- EXERCISE OBJECTIVE:
Answer these questions using the text on captive sea turtles:
(a) Which journal published the new research?
(b) Who is the lead author of the peer-reviewed report?
(c) About how many endangered green sea turtles are at the Cayman Turtle Farm?

- TEXT PASSAGE:
^^^^

Turtle handlingTourists encountering captive sea turtles while on holiday face health risks, according to new research published this week by the London-based Journal of the Royal Society of Medicine.

While interacting with wild sea turtles in their natural habitat is quite safe from a human health point of view, the paper demonstrates that contact with wild-caught or captive-bred sea turtles can expose tourists to toxic contaminants and zoonotic pathogens that can jump from animals to people.

Although symptoms from these bacteria, viruses, fungi and parasites do not always show themselves immediately and can be mistaken for gastrointestinal disorders or flu, seriously affected people can suffer from septicemia, pneumonia, meningitis or acute renal failure. The biggest bacterial culprits are E.Coli and Salmonella, although there are some lower infection threats from viruses such as Vibrio. Both of these parasites have been detected in water from the touch pools at the Cayman Turtle Farm, (CTF) which offers vacation experiences to pick up sea turtles from confined pools and eat the turtle meat raised at the facility.

The paper included a case study from this farm in Grand Cayman, which is the only facility in the world to rear sea-turtles for meat. The CTF is a popular tourist destination for thousands of tourists who pour off the cruise ships onto the island every day.

The intensive and cramped conditions in which the farm operates – in both the production and tourist areas – can serve to concentrate these pathogens and increase risk to those people visiting the CTF.

Said Clifford Warwick, lead author of the peer-reviewed report, “the subsequent distribution of visitors exposed to turtle farm conditions may also involve opportunities for further dissemination of contaminants into established tourist hubs, including cruise ships and airline carriers.”

After hearing concerning reports over the level of care of some 9,000 endangered green sea turtles at CTF, the World Society for the Protection of Animals (WSPA) ran an investigation and produced a scientific assessment of the Farm last year.

The global animal welfare charity has been attempting to work with the facility to raise awareness of sea turtle welfare and to raise the standards of care, which will ultimately mean a transition away from the intensive commercial production of the sea turtles – a highly endangered species. Adds Dr. Neil D’Cruze, WSPA Wildlife Campaign Lead, “WSPA is not surprised to hear that the handling of captive green sea turtles poses a potential threat to the visiting public. This independent, peer-reviewed scientific paper confirms our suspicions and shows that the CTF’s operations are inherently flawed.”

^^^^

- EXCERPTED DATA:
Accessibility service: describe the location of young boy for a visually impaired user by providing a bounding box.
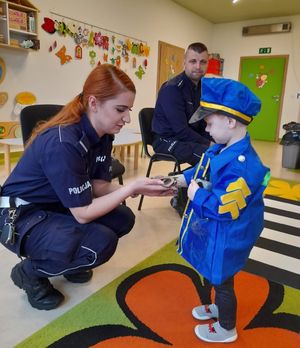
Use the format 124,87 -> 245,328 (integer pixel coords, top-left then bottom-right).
171,78 -> 270,342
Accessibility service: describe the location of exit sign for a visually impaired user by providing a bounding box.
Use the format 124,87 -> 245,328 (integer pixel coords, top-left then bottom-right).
258,47 -> 272,54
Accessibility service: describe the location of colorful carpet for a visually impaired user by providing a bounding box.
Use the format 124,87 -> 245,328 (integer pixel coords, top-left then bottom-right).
17,180 -> 300,348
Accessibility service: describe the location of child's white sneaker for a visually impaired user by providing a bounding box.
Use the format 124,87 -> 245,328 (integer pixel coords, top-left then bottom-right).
195,321 -> 237,343
192,304 -> 219,320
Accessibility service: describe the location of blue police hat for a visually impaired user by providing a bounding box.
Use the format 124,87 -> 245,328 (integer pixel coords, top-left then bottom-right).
189,77 -> 261,125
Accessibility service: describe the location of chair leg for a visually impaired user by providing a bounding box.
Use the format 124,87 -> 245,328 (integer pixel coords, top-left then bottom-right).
118,175 -> 126,205
138,159 -> 153,210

^^^^

- YOUR SOLUTION:
(a) The Journal of the Royal Society of Medicine
(b) Clifford Warwick
(c) Some 9,000